-- What needs to be done --
Format the lines of the records below as a JSON list of strings, one string per line. Begin with the first line of the records, stop after the line containing "pixel 521 88", include both of those lines, and leave out any blank lines.

-- Record set --
********

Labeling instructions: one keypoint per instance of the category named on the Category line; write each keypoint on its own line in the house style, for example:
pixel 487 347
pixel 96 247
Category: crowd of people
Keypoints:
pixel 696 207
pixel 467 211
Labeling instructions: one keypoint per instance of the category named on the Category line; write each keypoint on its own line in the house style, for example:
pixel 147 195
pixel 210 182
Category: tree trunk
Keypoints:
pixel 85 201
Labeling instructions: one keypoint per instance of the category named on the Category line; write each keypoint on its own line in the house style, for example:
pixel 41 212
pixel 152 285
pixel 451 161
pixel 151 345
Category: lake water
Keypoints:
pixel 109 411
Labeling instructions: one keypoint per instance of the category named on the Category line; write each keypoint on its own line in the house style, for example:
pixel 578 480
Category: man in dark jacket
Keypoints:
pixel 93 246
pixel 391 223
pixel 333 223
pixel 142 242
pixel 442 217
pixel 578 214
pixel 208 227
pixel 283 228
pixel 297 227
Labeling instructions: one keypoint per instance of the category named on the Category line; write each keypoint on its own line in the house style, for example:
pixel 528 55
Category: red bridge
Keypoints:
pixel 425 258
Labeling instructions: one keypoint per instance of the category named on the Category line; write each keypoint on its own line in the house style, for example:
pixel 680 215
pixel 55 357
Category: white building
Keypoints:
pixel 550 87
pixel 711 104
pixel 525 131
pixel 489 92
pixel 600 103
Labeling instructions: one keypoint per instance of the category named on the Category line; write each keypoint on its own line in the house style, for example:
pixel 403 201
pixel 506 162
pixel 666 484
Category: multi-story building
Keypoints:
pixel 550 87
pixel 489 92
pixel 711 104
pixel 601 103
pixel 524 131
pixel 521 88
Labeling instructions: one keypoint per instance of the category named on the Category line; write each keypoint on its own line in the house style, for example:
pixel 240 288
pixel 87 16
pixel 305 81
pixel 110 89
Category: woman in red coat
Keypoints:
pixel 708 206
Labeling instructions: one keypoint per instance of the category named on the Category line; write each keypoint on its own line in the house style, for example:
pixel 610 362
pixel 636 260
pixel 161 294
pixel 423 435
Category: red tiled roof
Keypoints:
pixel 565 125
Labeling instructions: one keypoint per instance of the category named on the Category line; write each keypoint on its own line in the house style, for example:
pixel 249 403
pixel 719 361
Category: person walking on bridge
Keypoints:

********

-- Result for this task --
[
  "Labeling instructions: one keypoint per instance of the category named on the Category line; write each keypoint on its own line in the house style, for example:",
  "pixel 487 347",
  "pixel 96 247",
  "Category: crowd of people",
  "Keypoints:",
  "pixel 696 207",
  "pixel 467 211",
  "Labeling instructions: one keypoint per instance of the category named on the Category line; write each keypoint on its own line in the house style, for example:",
  "pixel 147 195",
  "pixel 210 182",
  "Category: tree trunk",
  "Keypoints:",
  "pixel 85 201",
  "Labeling instructions: one keypoint per instance of the category named on the Category line; write each keypoint on its own line in the house style, for example:",
  "pixel 41 212",
  "pixel 152 285",
  "pixel 451 161",
  "pixel 151 345",
  "Category: lake water",
  "Keypoints:",
  "pixel 109 411",
  "Labeling instructions: one keypoint per instance of the category named on the Category line; write each keypoint on its own line in the house style, for example:",
  "pixel 578 480",
  "Category: man in dark jacket",
  "Keypoints:",
  "pixel 93 246",
  "pixel 391 223",
  "pixel 333 223",
  "pixel 142 242",
  "pixel 442 217",
  "pixel 578 214",
  "pixel 208 227",
  "pixel 283 228",
  "pixel 297 227",
  "Labeling instructions: one keypoint per instance of the category named on the Category line; write each keypoint on its own line in the house style, for example:",
  "pixel 528 55",
  "Category: red bridge",
  "Keypoints:",
  "pixel 425 258",
  "Labeling instructions: one keypoint per instance of the category named on the Category line; write each keypoint on its own line in the house style, for example:",
  "pixel 680 215",
  "pixel 55 357",
  "Category: white building",
  "Keypoints:",
  "pixel 550 87",
  "pixel 711 104",
  "pixel 525 131",
  "pixel 489 92",
  "pixel 600 103",
  "Labeling instructions: one keypoint per instance of the category named on the Category line; write each keypoint on its own line in the house style, for example:",
  "pixel 403 201",
  "pixel 506 162",
  "pixel 666 484",
  "Category: multi-story building",
  "Keypoints:",
  "pixel 550 87",
  "pixel 489 92",
  "pixel 711 104",
  "pixel 601 103",
  "pixel 524 131",
  "pixel 521 88"
]